↓
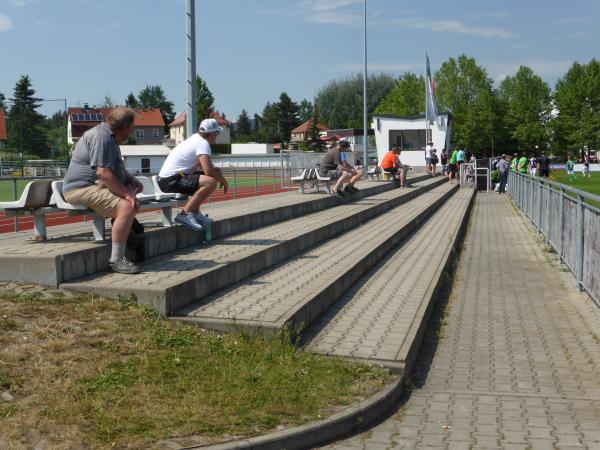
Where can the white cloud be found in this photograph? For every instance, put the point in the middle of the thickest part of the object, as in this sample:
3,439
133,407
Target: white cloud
454,26
550,69
5,23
↑
### WHAT TO PRODUCE
Print the entries again exactly as they appear above. Do not print the pictures.

### WRITTEN SOLUTION
Where can the white cloud be found in this photograph? For every instance, put the point in the middle of the thickest part of the object, as in this sample:
3,439
133,407
Target: white cloud
454,26
550,69
5,23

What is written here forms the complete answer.